AIM OF THE EXERCISE: Pick out every line of the rows that contains the word "blue", and copy each one in full.

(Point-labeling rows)

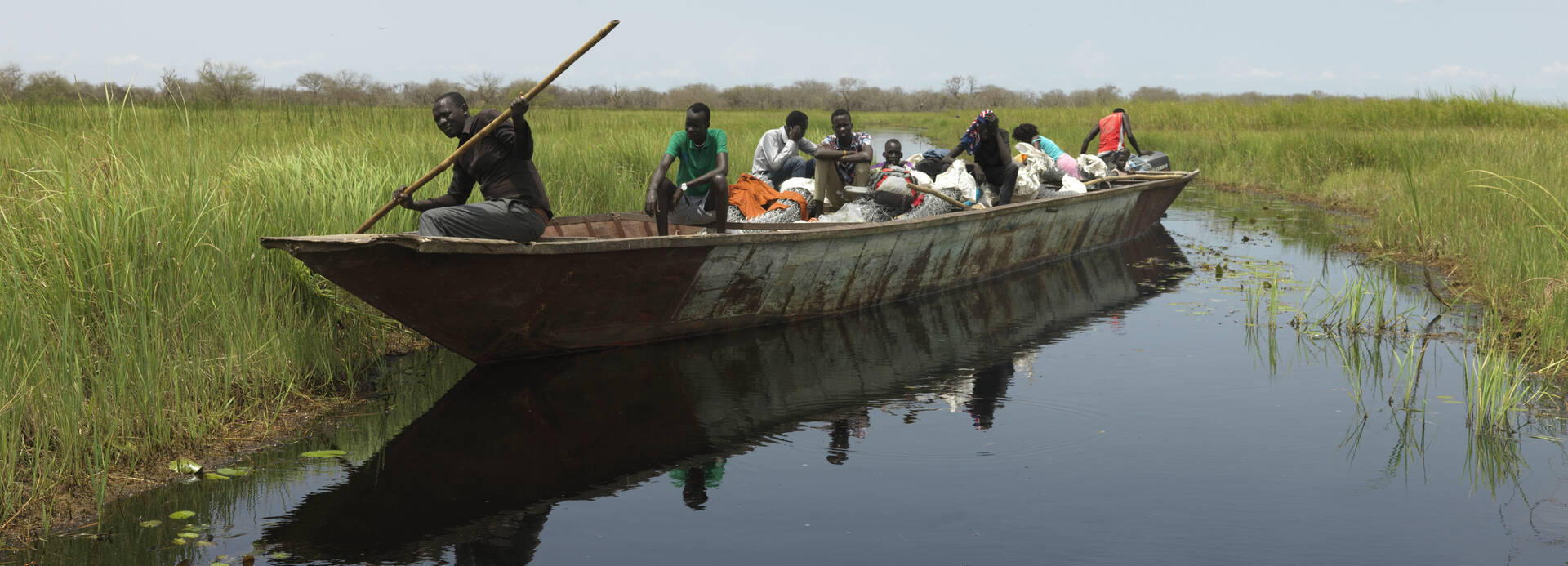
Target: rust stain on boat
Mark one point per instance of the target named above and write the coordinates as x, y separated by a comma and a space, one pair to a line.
603, 281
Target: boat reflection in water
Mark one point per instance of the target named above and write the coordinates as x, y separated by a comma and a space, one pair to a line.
480, 470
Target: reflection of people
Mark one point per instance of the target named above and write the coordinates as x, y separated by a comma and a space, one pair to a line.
705, 170
778, 153
993, 156
514, 204
1111, 131
843, 158
504, 546
695, 480
841, 431
987, 392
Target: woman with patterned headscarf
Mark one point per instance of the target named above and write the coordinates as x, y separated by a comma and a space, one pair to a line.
987, 141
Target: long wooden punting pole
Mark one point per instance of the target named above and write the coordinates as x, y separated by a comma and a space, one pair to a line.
487, 129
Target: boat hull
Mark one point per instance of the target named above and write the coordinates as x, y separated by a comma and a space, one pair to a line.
496, 300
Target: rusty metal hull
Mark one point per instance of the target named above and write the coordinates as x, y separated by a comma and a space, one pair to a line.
497, 300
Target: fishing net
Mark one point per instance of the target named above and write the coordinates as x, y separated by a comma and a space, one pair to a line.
932, 206
789, 214
862, 211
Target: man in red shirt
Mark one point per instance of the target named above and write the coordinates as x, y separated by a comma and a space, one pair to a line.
1111, 131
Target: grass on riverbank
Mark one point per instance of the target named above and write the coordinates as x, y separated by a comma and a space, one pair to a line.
141, 315
1413, 167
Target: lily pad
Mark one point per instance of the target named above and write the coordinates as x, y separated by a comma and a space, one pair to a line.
184, 466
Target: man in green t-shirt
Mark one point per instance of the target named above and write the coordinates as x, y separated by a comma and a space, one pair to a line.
703, 180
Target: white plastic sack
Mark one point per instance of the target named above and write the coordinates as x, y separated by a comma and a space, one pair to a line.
800, 182
1029, 175
1092, 167
957, 176
1071, 185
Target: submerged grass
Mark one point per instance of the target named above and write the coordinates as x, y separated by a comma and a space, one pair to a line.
143, 317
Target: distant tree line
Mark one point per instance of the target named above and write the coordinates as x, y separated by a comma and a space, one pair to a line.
229, 83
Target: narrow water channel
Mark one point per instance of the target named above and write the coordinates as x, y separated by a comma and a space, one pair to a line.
1129, 405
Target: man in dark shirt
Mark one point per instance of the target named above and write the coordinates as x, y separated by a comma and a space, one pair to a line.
514, 204
993, 156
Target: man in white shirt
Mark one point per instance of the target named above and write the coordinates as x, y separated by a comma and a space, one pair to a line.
778, 153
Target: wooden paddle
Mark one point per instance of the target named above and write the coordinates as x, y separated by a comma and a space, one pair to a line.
937, 194
487, 131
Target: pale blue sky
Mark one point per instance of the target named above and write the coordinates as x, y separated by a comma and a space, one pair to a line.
1379, 47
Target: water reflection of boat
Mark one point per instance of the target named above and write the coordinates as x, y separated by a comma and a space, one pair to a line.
480, 470
608, 279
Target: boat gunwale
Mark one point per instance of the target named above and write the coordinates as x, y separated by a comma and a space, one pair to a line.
441, 245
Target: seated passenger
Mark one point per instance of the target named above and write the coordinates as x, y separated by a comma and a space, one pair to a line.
778, 153
1031, 136
893, 154
993, 156
705, 170
843, 158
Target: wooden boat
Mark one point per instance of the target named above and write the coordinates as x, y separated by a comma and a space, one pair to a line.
485, 466
608, 279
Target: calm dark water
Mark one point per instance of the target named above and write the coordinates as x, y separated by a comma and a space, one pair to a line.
1109, 409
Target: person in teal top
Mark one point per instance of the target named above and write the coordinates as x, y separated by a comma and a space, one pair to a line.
1031, 136
703, 194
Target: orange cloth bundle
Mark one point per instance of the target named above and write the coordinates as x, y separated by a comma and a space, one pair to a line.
755, 196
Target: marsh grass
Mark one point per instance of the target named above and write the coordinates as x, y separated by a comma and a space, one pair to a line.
1498, 392
141, 315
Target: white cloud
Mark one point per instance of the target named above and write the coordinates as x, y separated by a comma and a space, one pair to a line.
1452, 71
1256, 73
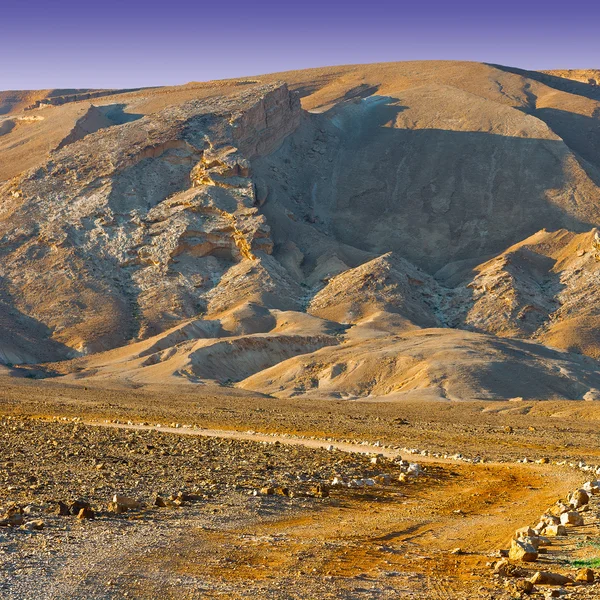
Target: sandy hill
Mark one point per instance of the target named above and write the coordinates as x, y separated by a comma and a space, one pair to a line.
365, 230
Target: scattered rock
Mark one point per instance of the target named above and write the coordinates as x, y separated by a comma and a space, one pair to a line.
585, 576
522, 550
126, 502
548, 578
36, 525
555, 530
571, 518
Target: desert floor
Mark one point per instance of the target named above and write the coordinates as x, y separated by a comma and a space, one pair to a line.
248, 517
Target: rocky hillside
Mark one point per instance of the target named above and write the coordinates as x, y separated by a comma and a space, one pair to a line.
376, 230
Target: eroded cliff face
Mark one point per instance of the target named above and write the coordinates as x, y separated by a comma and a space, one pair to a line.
387, 242
124, 232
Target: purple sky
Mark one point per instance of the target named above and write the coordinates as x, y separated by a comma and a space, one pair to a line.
130, 43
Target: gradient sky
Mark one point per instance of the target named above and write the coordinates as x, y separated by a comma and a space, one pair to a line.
131, 43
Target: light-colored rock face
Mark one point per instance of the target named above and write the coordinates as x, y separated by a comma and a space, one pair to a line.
126, 231
407, 224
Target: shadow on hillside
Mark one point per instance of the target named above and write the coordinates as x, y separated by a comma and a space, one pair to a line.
558, 83
440, 195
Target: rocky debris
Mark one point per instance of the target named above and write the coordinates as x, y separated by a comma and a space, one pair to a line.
126, 502
585, 576
571, 518
86, 513
579, 498
36, 525
548, 578
523, 550
555, 530
507, 569
13, 517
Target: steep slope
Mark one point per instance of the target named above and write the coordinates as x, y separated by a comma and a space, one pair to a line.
166, 234
433, 363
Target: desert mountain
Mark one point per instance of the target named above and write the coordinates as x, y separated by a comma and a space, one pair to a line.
374, 230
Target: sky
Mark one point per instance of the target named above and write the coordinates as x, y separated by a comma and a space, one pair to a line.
134, 43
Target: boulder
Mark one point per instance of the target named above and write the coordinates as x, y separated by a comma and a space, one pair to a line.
555, 530
585, 576
126, 502
522, 550
579, 498
507, 569
86, 513
548, 578
571, 518
36, 525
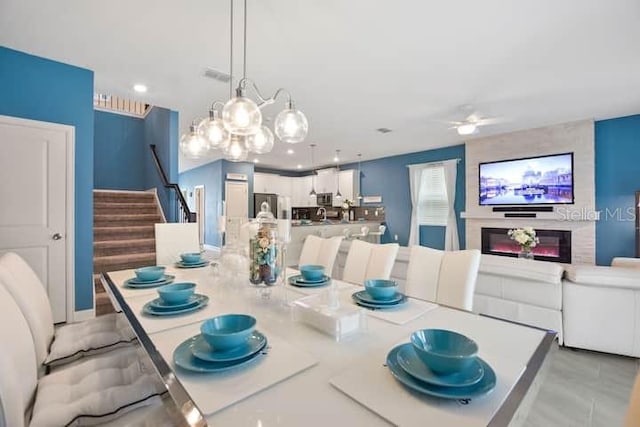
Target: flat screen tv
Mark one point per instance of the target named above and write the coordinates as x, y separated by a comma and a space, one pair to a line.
529, 181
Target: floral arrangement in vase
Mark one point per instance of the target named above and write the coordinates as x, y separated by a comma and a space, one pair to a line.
526, 238
263, 256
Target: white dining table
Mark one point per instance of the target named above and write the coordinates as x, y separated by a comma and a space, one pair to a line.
307, 377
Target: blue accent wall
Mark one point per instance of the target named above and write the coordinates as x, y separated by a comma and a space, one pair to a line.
617, 150
40, 89
209, 175
119, 152
389, 177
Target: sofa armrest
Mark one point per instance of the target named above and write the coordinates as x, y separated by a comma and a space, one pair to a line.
614, 277
626, 262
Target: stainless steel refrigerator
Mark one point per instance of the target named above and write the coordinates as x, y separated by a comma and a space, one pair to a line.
271, 199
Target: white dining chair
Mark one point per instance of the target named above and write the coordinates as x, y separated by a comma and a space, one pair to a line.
92, 391
369, 261
457, 281
423, 272
320, 251
65, 343
445, 277
173, 239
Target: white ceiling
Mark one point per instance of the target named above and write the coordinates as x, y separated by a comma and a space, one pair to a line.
354, 66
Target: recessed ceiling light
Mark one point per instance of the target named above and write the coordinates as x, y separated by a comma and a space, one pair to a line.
467, 129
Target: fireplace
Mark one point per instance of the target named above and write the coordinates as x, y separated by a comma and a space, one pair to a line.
555, 245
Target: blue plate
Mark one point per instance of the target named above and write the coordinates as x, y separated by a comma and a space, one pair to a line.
135, 283
184, 358
378, 305
364, 296
160, 304
300, 282
203, 351
148, 309
411, 363
181, 264
482, 387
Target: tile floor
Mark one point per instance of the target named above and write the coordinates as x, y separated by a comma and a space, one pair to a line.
583, 389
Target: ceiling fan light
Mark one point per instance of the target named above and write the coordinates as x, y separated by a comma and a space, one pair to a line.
291, 126
193, 144
261, 142
241, 116
467, 129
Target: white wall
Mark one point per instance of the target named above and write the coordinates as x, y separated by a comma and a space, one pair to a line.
576, 137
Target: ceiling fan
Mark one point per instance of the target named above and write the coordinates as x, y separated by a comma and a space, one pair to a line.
472, 122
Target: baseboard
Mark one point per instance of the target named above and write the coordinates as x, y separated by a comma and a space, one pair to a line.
79, 316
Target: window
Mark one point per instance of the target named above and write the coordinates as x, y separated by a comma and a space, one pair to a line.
433, 207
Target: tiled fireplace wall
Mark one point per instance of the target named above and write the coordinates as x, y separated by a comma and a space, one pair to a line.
576, 137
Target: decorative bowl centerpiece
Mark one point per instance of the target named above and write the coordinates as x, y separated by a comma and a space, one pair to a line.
176, 293
228, 330
312, 272
149, 274
443, 351
381, 289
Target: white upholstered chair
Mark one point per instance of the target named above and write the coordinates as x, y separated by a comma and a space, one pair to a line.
320, 251
369, 261
58, 345
97, 389
173, 239
446, 277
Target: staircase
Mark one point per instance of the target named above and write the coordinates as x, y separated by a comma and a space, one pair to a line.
123, 235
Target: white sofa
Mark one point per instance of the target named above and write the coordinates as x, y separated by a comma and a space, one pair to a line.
601, 309
592, 307
520, 290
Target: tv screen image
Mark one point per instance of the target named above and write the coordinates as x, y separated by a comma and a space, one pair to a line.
533, 180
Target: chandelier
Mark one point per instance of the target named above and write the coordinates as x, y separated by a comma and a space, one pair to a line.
235, 127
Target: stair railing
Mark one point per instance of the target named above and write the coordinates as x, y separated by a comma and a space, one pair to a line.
183, 213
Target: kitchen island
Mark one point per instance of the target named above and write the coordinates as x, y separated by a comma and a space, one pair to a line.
300, 231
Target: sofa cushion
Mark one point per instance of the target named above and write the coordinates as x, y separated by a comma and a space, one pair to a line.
537, 271
617, 277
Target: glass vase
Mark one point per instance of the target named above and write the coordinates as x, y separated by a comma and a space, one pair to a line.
525, 254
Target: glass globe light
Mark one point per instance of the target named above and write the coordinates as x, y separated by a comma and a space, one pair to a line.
261, 142
241, 116
213, 129
193, 144
235, 150
291, 125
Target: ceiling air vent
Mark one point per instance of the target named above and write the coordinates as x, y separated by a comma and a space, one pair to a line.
221, 76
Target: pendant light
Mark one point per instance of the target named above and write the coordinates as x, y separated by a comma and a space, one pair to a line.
242, 116
312, 193
359, 196
193, 144
338, 194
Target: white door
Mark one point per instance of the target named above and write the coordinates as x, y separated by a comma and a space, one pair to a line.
200, 215
236, 208
36, 190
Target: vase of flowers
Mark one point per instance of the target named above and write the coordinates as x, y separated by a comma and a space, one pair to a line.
526, 238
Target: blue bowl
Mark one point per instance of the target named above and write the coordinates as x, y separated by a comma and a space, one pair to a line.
191, 257
148, 274
444, 352
312, 272
228, 330
176, 293
381, 289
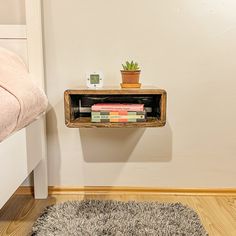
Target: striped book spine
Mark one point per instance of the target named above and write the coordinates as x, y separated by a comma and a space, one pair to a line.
121, 116
117, 107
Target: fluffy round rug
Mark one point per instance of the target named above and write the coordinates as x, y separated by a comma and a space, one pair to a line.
95, 217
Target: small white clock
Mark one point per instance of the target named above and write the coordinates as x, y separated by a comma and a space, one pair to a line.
94, 80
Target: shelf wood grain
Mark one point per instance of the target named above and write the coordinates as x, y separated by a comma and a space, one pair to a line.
85, 122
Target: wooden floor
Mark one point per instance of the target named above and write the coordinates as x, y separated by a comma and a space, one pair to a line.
217, 213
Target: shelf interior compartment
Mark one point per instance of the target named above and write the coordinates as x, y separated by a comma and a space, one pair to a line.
81, 103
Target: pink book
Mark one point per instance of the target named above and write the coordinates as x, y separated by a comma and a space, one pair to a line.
117, 107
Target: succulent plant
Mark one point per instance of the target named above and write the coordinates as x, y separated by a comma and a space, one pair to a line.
130, 66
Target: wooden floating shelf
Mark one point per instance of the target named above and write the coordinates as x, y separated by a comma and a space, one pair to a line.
77, 102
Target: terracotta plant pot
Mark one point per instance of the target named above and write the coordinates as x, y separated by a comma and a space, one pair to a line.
130, 77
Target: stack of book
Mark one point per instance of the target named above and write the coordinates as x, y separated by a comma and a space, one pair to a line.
118, 112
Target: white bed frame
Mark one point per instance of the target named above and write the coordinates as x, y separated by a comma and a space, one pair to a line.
25, 150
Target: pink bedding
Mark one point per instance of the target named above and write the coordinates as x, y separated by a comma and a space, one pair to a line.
21, 100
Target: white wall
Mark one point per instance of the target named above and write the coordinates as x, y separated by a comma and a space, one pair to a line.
185, 46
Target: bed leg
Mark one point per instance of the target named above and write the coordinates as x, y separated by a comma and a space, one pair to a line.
41, 172
37, 153
40, 180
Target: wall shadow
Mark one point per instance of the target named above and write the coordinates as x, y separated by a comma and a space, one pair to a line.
127, 144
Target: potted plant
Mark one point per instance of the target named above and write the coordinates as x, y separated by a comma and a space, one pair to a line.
130, 73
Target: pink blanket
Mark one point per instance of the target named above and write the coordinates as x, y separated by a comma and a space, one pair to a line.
21, 100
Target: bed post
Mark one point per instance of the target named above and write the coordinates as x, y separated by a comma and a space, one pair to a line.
36, 133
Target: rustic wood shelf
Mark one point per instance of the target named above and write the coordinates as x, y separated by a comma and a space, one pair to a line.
77, 103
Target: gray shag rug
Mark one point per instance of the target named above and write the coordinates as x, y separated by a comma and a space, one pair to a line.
95, 217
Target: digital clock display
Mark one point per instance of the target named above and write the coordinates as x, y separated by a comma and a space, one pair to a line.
94, 78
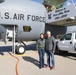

WRITTEN RESPONSE:
Target: pale blue sky
Target: blue accent wall
Target: blue plate
Target: blue bowl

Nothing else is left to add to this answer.